(Rows from a pointing dataset)

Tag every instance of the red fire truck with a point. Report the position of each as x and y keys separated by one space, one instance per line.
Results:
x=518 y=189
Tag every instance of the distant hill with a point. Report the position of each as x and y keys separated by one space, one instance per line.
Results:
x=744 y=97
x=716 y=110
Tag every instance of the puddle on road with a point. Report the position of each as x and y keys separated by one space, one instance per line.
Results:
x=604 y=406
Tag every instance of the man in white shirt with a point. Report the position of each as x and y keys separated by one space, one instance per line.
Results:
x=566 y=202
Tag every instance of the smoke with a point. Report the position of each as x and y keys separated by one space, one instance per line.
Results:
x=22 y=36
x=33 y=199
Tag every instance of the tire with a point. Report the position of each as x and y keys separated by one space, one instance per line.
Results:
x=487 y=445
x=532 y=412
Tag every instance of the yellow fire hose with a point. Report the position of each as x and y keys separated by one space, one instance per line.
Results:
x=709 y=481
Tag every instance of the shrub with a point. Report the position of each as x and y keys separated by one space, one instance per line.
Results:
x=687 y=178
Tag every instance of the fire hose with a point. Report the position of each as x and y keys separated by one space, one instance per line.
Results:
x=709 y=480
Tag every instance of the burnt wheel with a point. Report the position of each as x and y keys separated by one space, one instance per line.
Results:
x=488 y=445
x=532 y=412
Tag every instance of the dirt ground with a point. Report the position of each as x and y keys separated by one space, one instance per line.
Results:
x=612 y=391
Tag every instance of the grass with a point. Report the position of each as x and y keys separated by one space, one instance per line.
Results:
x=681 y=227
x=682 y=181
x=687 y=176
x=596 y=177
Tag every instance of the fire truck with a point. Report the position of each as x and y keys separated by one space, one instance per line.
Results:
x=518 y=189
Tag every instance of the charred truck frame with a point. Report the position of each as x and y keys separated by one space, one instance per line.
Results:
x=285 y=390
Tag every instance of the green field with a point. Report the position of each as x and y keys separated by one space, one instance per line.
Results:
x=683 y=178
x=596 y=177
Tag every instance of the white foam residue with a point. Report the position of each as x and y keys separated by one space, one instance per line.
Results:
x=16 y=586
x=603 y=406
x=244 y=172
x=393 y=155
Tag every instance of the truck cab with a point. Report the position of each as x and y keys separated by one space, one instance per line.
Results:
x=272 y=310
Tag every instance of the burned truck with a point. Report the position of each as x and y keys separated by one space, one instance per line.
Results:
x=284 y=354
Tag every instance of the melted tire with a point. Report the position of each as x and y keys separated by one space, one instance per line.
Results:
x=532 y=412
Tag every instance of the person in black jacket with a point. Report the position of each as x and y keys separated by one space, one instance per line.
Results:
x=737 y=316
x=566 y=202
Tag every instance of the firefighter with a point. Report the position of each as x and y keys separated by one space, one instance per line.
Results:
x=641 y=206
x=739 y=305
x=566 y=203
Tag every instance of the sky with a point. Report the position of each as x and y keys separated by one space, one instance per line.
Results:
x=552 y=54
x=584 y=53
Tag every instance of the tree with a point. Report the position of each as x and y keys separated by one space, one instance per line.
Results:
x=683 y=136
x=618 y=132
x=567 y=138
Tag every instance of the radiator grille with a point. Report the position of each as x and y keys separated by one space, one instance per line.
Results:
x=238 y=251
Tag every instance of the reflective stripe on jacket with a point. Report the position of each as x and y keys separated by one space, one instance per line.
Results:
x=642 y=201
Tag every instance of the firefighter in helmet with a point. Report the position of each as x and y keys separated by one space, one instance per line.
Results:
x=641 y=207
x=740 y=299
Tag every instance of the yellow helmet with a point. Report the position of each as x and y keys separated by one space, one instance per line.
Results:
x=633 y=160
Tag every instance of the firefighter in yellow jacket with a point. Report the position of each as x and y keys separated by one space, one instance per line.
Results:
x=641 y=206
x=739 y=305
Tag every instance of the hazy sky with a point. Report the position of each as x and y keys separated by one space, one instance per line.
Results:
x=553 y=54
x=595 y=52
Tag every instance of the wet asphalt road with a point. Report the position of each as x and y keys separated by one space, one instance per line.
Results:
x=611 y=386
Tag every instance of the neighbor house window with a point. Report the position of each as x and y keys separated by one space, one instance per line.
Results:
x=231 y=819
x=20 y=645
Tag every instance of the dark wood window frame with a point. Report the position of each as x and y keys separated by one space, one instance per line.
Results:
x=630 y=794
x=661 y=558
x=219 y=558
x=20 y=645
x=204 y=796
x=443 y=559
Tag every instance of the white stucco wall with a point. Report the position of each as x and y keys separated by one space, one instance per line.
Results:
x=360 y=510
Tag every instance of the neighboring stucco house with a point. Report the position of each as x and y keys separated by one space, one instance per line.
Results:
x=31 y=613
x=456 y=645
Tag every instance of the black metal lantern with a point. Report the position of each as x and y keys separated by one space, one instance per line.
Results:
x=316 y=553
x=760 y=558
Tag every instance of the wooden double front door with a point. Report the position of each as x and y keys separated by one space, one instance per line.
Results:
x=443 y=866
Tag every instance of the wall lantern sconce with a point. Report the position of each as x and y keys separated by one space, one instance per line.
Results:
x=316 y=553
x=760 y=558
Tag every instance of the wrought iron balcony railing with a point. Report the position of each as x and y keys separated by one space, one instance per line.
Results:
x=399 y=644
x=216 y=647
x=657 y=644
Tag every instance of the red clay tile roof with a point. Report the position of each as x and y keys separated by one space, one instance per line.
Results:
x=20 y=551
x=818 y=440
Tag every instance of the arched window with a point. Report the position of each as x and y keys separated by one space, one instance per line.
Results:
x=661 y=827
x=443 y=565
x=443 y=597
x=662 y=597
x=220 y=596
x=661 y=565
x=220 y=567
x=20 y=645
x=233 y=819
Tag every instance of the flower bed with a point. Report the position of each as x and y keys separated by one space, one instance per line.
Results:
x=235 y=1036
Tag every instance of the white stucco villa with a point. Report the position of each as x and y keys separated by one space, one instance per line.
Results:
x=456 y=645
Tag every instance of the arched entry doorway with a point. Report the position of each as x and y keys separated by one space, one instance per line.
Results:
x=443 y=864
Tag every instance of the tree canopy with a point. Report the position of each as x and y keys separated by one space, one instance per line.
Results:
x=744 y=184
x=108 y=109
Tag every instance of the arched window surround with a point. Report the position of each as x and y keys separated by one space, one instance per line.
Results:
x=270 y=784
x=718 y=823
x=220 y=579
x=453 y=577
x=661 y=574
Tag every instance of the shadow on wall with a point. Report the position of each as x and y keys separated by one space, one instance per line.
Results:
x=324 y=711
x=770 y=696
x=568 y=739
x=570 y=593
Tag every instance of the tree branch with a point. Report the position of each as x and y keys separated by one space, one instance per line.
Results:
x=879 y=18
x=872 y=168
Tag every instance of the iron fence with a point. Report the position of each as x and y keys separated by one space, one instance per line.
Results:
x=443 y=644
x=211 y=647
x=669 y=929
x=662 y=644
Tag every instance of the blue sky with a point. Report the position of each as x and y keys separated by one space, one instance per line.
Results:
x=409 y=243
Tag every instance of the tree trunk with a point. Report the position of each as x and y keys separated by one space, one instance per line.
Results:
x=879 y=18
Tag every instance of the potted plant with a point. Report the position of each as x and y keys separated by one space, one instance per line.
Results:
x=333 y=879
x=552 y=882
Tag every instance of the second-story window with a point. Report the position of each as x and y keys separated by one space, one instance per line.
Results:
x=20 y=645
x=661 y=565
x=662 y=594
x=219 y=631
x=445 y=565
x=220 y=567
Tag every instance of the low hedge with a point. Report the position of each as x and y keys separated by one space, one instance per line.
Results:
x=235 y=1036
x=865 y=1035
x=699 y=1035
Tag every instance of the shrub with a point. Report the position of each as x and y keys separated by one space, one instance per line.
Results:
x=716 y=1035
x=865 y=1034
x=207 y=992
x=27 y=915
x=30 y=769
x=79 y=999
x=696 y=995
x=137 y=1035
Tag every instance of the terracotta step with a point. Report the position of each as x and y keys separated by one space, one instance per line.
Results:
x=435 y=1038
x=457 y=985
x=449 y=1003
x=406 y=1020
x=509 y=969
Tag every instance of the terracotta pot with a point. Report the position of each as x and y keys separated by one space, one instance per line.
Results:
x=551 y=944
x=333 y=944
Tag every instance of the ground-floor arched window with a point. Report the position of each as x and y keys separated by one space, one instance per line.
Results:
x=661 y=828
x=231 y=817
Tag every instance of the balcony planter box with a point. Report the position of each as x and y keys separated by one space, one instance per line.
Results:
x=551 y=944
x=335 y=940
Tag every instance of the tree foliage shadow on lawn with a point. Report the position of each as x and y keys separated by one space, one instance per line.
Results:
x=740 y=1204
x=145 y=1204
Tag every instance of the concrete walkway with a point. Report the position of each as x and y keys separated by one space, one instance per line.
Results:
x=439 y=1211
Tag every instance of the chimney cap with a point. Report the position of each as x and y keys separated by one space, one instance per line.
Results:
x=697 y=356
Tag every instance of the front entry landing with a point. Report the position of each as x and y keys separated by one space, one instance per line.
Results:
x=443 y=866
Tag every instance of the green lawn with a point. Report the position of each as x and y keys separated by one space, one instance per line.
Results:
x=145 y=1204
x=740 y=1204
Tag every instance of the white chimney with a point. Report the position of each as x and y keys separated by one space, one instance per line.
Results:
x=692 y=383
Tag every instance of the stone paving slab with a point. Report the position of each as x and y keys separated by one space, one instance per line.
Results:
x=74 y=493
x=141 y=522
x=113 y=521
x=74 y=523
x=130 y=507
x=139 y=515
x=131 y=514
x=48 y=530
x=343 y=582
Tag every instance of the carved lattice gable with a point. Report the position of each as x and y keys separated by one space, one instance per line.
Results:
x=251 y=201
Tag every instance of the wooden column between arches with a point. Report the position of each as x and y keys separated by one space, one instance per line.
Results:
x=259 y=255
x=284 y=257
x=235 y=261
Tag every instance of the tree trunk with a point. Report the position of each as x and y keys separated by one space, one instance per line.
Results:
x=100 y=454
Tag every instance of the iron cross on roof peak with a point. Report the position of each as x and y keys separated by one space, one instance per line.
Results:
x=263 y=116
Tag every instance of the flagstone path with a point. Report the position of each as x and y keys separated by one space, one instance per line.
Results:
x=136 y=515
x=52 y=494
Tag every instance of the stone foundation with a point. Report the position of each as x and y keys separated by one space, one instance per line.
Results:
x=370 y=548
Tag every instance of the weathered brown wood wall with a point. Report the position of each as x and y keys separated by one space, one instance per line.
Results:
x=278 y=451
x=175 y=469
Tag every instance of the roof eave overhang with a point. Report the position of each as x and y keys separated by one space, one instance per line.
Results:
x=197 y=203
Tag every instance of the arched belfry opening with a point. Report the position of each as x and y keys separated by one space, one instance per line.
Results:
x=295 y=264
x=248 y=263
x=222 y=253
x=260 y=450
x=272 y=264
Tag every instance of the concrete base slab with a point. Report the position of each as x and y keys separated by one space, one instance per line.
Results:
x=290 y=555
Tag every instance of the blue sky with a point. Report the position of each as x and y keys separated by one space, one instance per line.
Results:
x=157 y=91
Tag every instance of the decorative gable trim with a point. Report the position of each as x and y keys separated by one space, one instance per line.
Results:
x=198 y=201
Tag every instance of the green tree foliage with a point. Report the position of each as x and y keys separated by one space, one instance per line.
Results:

§ Instruction: Reproduce the rows from the line containing "Tag every instance of the shadow" through the line containing "x=662 y=644", inclusive, renaming "iron fence" to "metal railing" and leaving all else unchanged.

§ Solved problem:
Tag every instance of the shadow on wall with a point. Report the position of each as x and y keys separated by one space, one instance per line.
Results:
x=324 y=711
x=770 y=696
x=568 y=739
x=570 y=593
Tag every instance of the tree branch with a point. Report the position of each as x and y keys separated by one space, one instance per line.
Results:
x=879 y=18
x=872 y=168
Tag every instance of the metal railing with a point. Report the position of each as x and y keys separated by one space, one instance per line.
Results:
x=443 y=644
x=211 y=647
x=669 y=929
x=662 y=644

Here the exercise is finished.